Source records:
+-------+

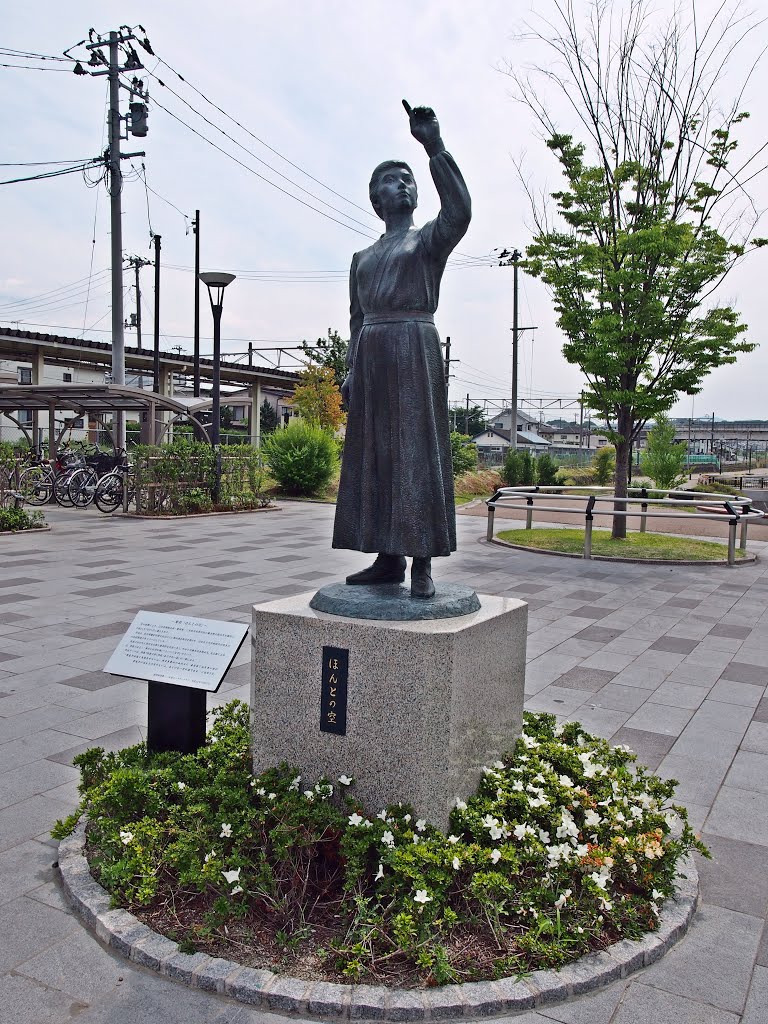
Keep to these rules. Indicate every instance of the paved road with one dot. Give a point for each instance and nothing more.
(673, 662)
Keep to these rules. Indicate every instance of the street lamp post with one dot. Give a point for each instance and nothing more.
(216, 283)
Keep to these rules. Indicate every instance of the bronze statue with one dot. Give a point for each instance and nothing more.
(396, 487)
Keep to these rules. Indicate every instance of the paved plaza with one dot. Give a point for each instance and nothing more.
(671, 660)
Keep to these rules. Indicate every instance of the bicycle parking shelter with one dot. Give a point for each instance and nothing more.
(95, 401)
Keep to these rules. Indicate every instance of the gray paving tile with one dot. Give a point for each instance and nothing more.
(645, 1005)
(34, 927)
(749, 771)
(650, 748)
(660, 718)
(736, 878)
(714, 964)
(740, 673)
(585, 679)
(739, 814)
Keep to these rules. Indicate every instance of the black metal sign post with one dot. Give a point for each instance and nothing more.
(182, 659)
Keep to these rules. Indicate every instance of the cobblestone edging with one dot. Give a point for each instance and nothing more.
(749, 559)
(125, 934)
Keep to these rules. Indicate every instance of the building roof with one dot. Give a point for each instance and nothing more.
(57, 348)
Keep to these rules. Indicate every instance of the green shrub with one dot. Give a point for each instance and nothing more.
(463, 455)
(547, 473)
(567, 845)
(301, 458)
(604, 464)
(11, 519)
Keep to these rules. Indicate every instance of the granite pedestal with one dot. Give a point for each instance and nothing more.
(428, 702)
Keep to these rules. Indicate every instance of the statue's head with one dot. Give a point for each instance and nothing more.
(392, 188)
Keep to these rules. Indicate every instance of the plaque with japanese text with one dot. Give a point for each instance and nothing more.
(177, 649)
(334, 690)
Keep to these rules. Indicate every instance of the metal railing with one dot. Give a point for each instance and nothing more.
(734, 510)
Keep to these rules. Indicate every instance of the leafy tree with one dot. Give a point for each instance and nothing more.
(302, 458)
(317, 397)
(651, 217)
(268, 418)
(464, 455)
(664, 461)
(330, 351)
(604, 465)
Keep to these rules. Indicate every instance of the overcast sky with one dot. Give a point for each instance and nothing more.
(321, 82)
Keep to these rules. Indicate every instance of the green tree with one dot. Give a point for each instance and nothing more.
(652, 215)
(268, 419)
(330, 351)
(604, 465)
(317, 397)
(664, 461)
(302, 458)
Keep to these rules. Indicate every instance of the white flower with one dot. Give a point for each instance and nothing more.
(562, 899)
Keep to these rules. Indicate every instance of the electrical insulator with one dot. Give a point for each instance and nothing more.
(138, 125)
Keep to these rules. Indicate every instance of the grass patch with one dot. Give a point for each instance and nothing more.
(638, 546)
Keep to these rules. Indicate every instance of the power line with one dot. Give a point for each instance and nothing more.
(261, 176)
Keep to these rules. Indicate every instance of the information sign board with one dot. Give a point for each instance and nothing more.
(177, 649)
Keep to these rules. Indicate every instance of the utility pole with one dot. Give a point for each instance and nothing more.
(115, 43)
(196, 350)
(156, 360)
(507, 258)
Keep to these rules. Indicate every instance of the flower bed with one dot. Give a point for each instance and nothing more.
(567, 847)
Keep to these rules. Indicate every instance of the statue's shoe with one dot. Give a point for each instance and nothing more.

+-------+

With no pictures included, write out the entries exactly.

Keep to these rules. Indicate every instance of the paved road with one dot. Give a point for each instance and nothing more.
(673, 662)
Keep to these rules. Indicate every instance of the street lamp post with one dot. Give a point for each instance and nothing more.
(216, 283)
Keep to these rules. Indicate every instance of the bronze statue with one dot. Give a point for each instance and nothing more.
(396, 487)
Keep to these rules. Indicate every instance of the paved plaza with one dot. Give a point for each instance and nothing more.
(671, 660)
Keep to these rules. Indicate every instance of the bicycle parking shelter with one dot. Give a point for each instance and nothing more.
(95, 401)
Keep to these rules. Indicate every instance of the gray paving tile with one dot. Give a point for each instance and nothing more.
(645, 1005)
(34, 927)
(749, 771)
(650, 748)
(660, 718)
(736, 878)
(714, 964)
(740, 673)
(585, 679)
(739, 814)
Keep to these rules. Indicate every instance of the black metal sign post with one dot. Give a point for each instance and nothing more.
(182, 659)
Keep to these rules. Indicate every instance of the cobblestone edging with one dot. Give a point for each instance and nothing more.
(749, 559)
(125, 934)
Keep to these rules. Indicate every instance of the building roof with one dot. Give a point for each instance and nothing more.
(57, 348)
Keep to these rules. Indicate every instance of the green shrub with one dot. Give a point for each instance and nothing more.
(463, 455)
(547, 473)
(567, 845)
(301, 458)
(604, 464)
(11, 519)
Keep to these rules. Indicate every instance of the granite pedestal with one dot. Give a point for each instance and nothing more.
(428, 702)
Keep to these rules. Indicate every instance of the statue's head with one dot. Give a point for each instance and nothing more.
(392, 188)
Keep to these rules. Indicate every instance of the plaque with japanese text with one dot. Give a point for each instance and nothing more.
(177, 649)
(334, 690)
Keep to these rules. Indicate every instance of the metal railing with one dot. Give a point for each instance and nothing more.
(734, 510)
Keep to these rules. Indicate every instance of the leafy tree with one dot. Give a point for each instance and nothing more.
(302, 458)
(317, 397)
(651, 217)
(268, 418)
(464, 455)
(664, 461)
(330, 351)
(604, 465)
Keep to these rules. Indicate every instance of the overcast sky with one dot. Give a point for each instance and nothing more.
(321, 82)
Keep to these rules. Indicate every instance of the green tree with one dot. Give a point for each instance and nothing more.
(652, 215)
(268, 419)
(330, 351)
(604, 465)
(317, 397)
(664, 461)
(302, 458)
Keep to these rules. Indicate every instance of the white flower with one dot. Give a point for each instance and nothing more.
(562, 899)
Keep to these rules. Indicate every instance of the electrical insulator with one dot. Give a point for each instance and nothing more.
(138, 125)
Keep to these rules. Indicate every instance of the grass patch with one dot. Give a point for each instance and nothing more.
(638, 546)
Keep to these rules. Indicate every instance of the power line with one dot. Give a point for each instance and nothing more.
(261, 176)
Keep to these rules. Indicate every instance of the information sign board with one dot. Give a point for each instance and nothing more.
(177, 649)
Keep to these rules. Indicate every instance of the utility pole with one dot. Give a point for each instance and nothing more.
(115, 43)
(196, 350)
(156, 360)
(507, 258)
Keep to these rules. Indicate every instance of the flower bed with one dot. Give a point for each instance and nothing more.
(567, 847)
Keep to these rules. Indicate every instance of the statue's shoe with one dot. Give a point for each instance and nothing more.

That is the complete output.